TASK DETAILS | Reproduce the material below with every occurrence of "one point per instance" swapped for "one point per object" and nothing else altered. Omit the pictures from your output.

====== SUPPLIED RECORDS

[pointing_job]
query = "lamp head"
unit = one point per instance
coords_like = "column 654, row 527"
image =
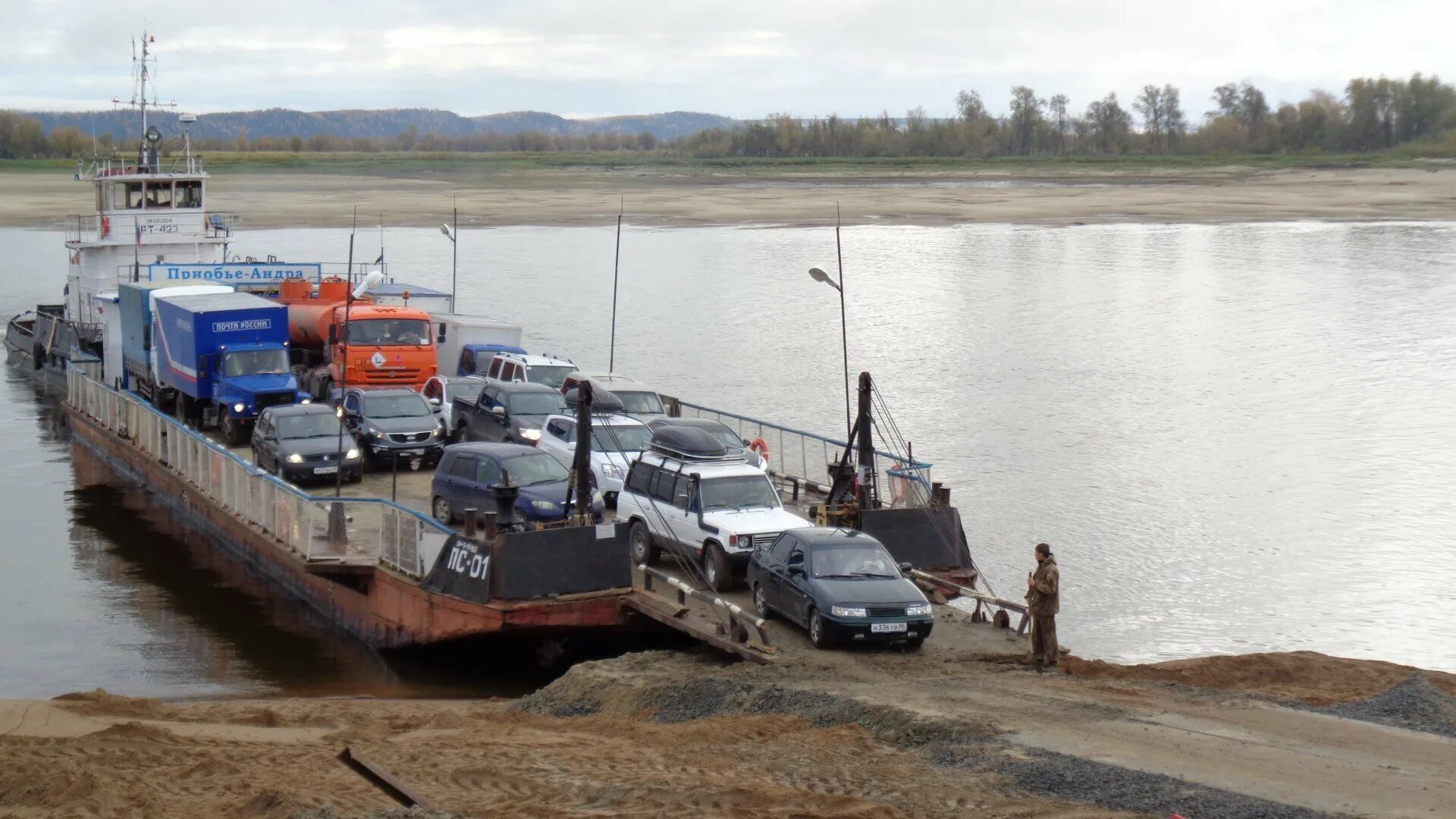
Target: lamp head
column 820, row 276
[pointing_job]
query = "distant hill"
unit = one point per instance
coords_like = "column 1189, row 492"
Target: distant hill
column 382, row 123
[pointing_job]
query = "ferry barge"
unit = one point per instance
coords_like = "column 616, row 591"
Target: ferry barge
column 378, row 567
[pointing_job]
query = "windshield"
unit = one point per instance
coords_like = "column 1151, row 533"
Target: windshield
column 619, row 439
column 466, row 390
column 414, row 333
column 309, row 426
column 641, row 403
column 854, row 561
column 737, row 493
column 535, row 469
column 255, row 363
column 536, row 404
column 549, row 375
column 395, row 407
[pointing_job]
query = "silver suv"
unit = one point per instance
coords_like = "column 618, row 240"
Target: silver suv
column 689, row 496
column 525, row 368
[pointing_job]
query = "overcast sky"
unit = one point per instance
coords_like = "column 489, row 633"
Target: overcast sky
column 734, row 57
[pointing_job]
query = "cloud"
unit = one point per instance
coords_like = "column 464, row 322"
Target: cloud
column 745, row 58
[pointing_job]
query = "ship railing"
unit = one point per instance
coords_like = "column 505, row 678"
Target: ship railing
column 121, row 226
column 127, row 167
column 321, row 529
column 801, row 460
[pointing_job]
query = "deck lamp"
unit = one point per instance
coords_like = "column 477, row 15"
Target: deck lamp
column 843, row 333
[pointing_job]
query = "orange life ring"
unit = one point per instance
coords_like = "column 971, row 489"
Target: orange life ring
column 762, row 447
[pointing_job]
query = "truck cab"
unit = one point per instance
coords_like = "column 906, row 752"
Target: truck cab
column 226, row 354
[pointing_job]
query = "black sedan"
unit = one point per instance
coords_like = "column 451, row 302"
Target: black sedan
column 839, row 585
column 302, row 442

============

ANSWER TO THIS TASK |
[pointing_job]
query = "lamp head"
unit = one point per object
coords_like = "column 654, row 527"
image =
Target: lamp head
column 820, row 276
[pointing_job]
query = "distant hill"
unit = one point per object
coords_like = "column 1189, row 492"
Target: distant hill
column 382, row 123
[pointing_job]
query = "ferry barge"
unit = one point per object
coords_like = "column 616, row 591"
Target: ferry barge
column 378, row 567
[pointing_job]
query = "windshield"
unit = one point per object
coords_like = "column 1151, row 533"
Target: windshield
column 619, row 439
column 466, row 390
column 414, row 333
column 309, row 426
column 641, row 403
column 854, row 561
column 737, row 493
column 535, row 469
column 255, row 363
column 536, row 404
column 549, row 375
column 395, row 407
[pointing_job]
query = "silver suv"
unit = one point per object
coords_like = "column 618, row 240"
Target: silver suv
column 689, row 496
column 525, row 368
[pointing_job]
query = "overcast sky"
unit = one point per object
coords_like = "column 489, row 633"
Target: overcast sky
column 734, row 57
[pointing_job]
query = "cloud"
unit = one point per object
coords_like = "column 464, row 322"
Target: cloud
column 745, row 58
[pointing_job]
query = "ship railing"
unit = one point per object
coords_like = "column 505, row 678"
Target: ship railing
column 121, row 226
column 127, row 167
column 321, row 529
column 801, row 460
[pointing_job]
query = "deck lamp"
unit = one point per object
coords_like = "column 477, row 15"
Target: deck lamp
column 843, row 333
[pointing_job]
query = "orange life ring"
unit = one point per object
coords_like = "column 971, row 489"
Target: orange life ring
column 762, row 447
[pointing_job]
query = "truck cab"
unit = one point per object
coords_like = "column 906, row 752"
Target: truck cab
column 226, row 354
[pointing_job]
query = "black sedan"
unit = one point per object
coords_like = "column 451, row 302"
Target: black sedan
column 839, row 585
column 302, row 442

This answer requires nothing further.